### Passage shown
####################

The practical application of Leadership has little to no value to an organization unless it can be evaluated as effective. If you’re not bringing, adding, or creating value within the organization as a leader, you’re essentially a waste of time, money, and resources for that organization. No sugar-coating or beating around the bush required, that’s just the simple reality of business.
Leadership isn’t easy, not for anyone, but some people find themselves consistently questioning if their actions as a leader are effective at creating value within their organizations. This is because attempting to judge or quantify leadership in action often leaves us with ambiguous bits of information until well after the fact. So it’s not uncommon for some leaders to second guess their leadership decisions, direction, goals, or values. Just remember, this is normal human behavior, and leadership is a process, not an exact science.
So in an effort to help provide some guidance and mentorship to those who second guess whether or not they add value to their organization, here’s a few simple key ideas that can help make your leadership effective.
As you read, take a minute to carefully evaluate each one as they may or may not apply to your current and past leadership efforts. Be completely 100% honest with yourself as well when you do… You might be surprised! You might find new room for improvement, or you might find your on an effective leadership path already.
Note: Now, before you read this list, please remember that in no way am I saying this list will make your leadership effective. Notice above I said it can help make your leadership effective. We’re not in the business of giving you false absolutes here, instead, the goal is for you to critically evaluate each idea to see if it can apply to your own leadership and how.
Ready? Here we go…
Customize Your Leadership
The same approach will not work for every situation, and further, using a generic script doesn’t allow you to see important differences between situations either. Smart leaders never deal in absolutes, so they know that the only dependable thing you can count on as fact is change. What works one day, may not work the next, and never expect one tactic to be universal for all situations. Instead, intelligent leaders are masters of planning for the best, but expecting the worst. Simply put, they’re experts in reaction and adaption to uncertainty. Leadership isn’t an exact science; instead, it’s a dynamic and fluid process. As such, to be effective, it is far easier to adapt yourself to a situation, than to demand the world around you to change or conform to your style or plans – which won’t happen.
Leadership is not management. Unlike management, leaders are more than mere facilitators of actions; they’re teachers, coaches, mentors, and guides. This means that in order to be effective as a leader, you must learn to serve your team above all else. Learn to place your teams needs and the mission needs before your own. Only then will you be in the best position possible to provide purpose, direction, and motivation. Serve the team, serve the organization, and put the needs of others before your own, and you will make yourself more effective at leadership as a result.

####################

### Problem A
Update the rows below by replacing "concrete walkway" with "paved path" and changing nothing else.

####################

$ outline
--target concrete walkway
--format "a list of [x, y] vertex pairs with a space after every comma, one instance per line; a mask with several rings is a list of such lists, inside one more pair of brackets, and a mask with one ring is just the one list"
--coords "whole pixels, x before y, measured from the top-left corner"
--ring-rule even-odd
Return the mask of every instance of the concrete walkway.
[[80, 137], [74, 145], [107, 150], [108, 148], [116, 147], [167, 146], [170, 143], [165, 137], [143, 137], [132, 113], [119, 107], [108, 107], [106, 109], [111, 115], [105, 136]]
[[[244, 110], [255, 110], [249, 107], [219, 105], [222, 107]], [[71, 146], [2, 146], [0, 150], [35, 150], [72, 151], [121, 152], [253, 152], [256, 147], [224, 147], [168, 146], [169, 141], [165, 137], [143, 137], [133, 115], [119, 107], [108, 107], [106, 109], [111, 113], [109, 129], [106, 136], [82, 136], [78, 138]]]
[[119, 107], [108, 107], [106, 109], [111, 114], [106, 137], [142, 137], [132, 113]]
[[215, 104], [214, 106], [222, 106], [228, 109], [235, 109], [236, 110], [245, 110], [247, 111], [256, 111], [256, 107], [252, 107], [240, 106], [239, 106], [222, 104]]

####################

### Problem B
In the leadership passage above, what roles does it say leaders are, besides mere facilitators of actions?

### Written solution A
$ outline
--target paved path
--format "a list of [x, y] vertex pairs with a space after every comma, one instance per line; a mask with several rings is a list of such lists, inside one more pair of brackets, and a mask with one ring is just the one list"
--coords "whole pixels, x before y, measured from the top-left corner"
--ring-rule even-odd
Return the mask of every instance of the paved path.
[[80, 137], [74, 145], [107, 150], [108, 148], [116, 147], [167, 146], [170, 143], [165, 137], [143, 137], [132, 113], [119, 107], [108, 107], [106, 109], [111, 115], [105, 136]]
[[[244, 110], [255, 110], [249, 107], [219, 105], [222, 107]], [[71, 146], [2, 146], [0, 150], [35, 150], [72, 151], [121, 152], [253, 152], [256, 147], [224, 147], [168, 146], [169, 141], [165, 137], [143, 137], [133, 115], [119, 107], [108, 107], [106, 109], [111, 113], [109, 129], [106, 136], [82, 136], [78, 138]]]
[[119, 107], [108, 107], [106, 109], [111, 114], [106, 137], [142, 137], [132, 113]]
[[215, 104], [214, 106], [222, 106], [228, 109], [235, 109], [236, 110], [245, 110], [247, 111], [256, 111], [256, 107], [252, 107], [240, 106], [239, 106], [222, 104]]

### Written solution B
teachers, coaches, mentors, and guides